━━━━━ EXERCISE MATERIALS ━━━━━

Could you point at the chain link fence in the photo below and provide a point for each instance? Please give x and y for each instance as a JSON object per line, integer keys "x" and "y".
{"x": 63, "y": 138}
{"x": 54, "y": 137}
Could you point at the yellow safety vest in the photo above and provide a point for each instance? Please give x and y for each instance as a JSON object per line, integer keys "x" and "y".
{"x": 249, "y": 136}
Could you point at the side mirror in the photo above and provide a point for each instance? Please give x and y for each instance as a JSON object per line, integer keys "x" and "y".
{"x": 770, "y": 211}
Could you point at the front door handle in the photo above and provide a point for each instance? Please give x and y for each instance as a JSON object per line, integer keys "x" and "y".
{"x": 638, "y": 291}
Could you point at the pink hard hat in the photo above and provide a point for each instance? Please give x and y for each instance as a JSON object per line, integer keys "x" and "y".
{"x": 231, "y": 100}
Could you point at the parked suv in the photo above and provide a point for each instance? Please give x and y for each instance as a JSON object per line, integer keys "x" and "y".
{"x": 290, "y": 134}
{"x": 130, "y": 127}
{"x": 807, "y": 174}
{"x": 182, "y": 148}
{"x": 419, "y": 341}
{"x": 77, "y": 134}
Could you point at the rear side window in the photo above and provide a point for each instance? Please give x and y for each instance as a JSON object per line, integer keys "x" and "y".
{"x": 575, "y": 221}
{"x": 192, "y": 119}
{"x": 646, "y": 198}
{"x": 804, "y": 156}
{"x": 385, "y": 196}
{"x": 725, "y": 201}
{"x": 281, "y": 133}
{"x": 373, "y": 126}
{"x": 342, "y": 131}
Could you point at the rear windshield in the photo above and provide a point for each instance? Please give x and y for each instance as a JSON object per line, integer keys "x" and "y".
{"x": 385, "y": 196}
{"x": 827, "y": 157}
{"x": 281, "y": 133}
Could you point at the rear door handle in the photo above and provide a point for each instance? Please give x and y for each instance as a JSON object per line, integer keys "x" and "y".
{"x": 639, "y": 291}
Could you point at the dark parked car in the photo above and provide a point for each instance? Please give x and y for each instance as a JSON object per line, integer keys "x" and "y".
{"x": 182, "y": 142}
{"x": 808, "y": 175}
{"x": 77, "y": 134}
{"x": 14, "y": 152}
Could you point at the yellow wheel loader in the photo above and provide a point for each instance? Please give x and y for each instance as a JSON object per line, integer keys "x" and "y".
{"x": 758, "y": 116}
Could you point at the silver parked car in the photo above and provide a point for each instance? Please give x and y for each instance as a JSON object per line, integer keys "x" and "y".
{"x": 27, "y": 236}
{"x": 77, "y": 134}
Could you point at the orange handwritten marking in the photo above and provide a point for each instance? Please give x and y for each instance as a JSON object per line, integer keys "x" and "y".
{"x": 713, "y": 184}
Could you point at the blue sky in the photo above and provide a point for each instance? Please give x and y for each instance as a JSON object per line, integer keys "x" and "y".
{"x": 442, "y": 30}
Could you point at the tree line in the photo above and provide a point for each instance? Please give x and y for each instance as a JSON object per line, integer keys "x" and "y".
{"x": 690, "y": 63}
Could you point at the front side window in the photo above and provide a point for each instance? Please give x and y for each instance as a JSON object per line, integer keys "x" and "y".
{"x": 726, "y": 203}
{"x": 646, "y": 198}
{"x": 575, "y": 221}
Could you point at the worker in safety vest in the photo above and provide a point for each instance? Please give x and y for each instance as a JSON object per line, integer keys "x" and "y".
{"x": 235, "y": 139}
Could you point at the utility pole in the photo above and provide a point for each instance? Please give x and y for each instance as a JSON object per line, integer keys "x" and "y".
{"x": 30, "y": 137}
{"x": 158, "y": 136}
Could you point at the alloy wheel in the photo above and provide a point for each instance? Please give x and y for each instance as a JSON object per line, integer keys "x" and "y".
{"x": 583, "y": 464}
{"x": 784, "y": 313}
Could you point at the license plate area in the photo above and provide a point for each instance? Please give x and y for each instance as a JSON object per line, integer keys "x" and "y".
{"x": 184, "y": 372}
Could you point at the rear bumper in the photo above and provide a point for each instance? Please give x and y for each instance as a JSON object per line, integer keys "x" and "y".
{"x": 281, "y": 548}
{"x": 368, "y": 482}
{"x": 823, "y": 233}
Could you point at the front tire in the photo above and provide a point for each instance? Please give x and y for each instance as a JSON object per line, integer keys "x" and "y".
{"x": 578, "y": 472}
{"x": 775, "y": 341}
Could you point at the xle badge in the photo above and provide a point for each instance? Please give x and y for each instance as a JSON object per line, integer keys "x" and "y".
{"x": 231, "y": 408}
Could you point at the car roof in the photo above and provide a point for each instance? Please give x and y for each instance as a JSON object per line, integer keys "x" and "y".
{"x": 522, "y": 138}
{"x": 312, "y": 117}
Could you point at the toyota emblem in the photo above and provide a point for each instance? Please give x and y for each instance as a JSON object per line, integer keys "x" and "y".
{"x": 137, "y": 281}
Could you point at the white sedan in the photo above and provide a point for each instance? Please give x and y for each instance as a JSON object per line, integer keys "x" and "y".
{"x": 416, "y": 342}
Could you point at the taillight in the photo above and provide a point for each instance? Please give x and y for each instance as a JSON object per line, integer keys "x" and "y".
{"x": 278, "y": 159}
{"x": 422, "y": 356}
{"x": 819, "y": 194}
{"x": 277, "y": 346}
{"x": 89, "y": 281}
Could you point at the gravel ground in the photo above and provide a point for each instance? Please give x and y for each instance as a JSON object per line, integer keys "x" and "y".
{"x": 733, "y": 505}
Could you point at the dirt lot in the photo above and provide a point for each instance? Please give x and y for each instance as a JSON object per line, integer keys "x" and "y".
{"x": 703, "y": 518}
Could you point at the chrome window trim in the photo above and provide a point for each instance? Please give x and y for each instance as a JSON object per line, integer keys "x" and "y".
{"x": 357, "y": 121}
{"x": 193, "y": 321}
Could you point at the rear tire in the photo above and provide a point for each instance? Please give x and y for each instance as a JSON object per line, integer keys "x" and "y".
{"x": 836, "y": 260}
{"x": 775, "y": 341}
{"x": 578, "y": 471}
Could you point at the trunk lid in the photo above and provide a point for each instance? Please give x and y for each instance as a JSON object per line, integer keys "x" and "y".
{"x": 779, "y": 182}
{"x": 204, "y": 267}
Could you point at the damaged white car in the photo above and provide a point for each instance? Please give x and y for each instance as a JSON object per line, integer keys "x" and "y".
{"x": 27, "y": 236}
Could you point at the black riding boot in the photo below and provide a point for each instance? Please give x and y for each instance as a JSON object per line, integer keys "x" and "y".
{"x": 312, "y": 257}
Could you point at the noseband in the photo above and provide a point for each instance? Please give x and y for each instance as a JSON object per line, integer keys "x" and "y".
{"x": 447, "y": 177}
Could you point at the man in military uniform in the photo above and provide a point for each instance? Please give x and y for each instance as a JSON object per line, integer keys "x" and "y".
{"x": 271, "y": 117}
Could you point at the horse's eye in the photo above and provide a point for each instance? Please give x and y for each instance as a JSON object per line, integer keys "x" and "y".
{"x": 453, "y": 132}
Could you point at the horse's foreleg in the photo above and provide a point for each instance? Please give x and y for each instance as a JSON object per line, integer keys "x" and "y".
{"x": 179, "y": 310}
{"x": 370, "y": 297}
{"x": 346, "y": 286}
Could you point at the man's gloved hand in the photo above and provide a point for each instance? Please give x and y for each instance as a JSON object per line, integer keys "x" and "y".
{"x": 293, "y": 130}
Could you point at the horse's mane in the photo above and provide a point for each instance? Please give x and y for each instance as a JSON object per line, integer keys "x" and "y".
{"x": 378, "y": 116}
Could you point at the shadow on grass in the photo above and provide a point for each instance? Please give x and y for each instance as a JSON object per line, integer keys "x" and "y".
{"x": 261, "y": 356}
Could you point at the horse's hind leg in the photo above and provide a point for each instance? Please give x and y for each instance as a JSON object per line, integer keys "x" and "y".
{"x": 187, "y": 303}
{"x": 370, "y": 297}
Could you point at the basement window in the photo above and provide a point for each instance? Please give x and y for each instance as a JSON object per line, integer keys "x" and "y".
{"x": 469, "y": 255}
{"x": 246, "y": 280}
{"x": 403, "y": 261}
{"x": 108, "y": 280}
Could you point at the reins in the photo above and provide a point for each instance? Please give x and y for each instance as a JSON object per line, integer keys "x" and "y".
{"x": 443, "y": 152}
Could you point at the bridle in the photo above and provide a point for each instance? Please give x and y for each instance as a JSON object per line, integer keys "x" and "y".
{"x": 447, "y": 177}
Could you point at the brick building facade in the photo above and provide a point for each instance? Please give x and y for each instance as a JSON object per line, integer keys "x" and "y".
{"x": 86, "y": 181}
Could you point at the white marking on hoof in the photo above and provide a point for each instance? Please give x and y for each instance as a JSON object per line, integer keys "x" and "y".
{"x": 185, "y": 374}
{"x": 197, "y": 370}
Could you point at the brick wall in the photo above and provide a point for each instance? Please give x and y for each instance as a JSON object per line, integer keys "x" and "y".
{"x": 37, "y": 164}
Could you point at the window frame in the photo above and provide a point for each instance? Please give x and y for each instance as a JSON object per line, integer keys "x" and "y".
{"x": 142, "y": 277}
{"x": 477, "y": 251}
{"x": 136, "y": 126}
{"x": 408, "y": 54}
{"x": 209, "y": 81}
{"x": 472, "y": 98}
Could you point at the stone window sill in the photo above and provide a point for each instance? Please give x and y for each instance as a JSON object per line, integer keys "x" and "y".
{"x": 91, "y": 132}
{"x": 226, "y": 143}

━━━━━

Transcribe exactly, and only, the lines from the one bearing "Could you point at the brick wall" through the last line of the entries, counting both.

Could you point at the brick wall in the photo above and provide a point for each instance? Please give x and y for each instance as a JSON object per line, integer keys "x" and "y".
{"x": 37, "y": 164}
Could you point at the window frame in the photo above and provide a point for each instance? Please give x and y for each instance as a JSON object per line, integer keys "x" and "y".
{"x": 142, "y": 277}
{"x": 477, "y": 251}
{"x": 136, "y": 126}
{"x": 408, "y": 54}
{"x": 209, "y": 81}
{"x": 472, "y": 98}
Could you point at the stone window sill in the photo above and provide a point for each instance? Please give x and y for each instance as a JSON object per line, integer keys "x" and "y".
{"x": 91, "y": 132}
{"x": 226, "y": 143}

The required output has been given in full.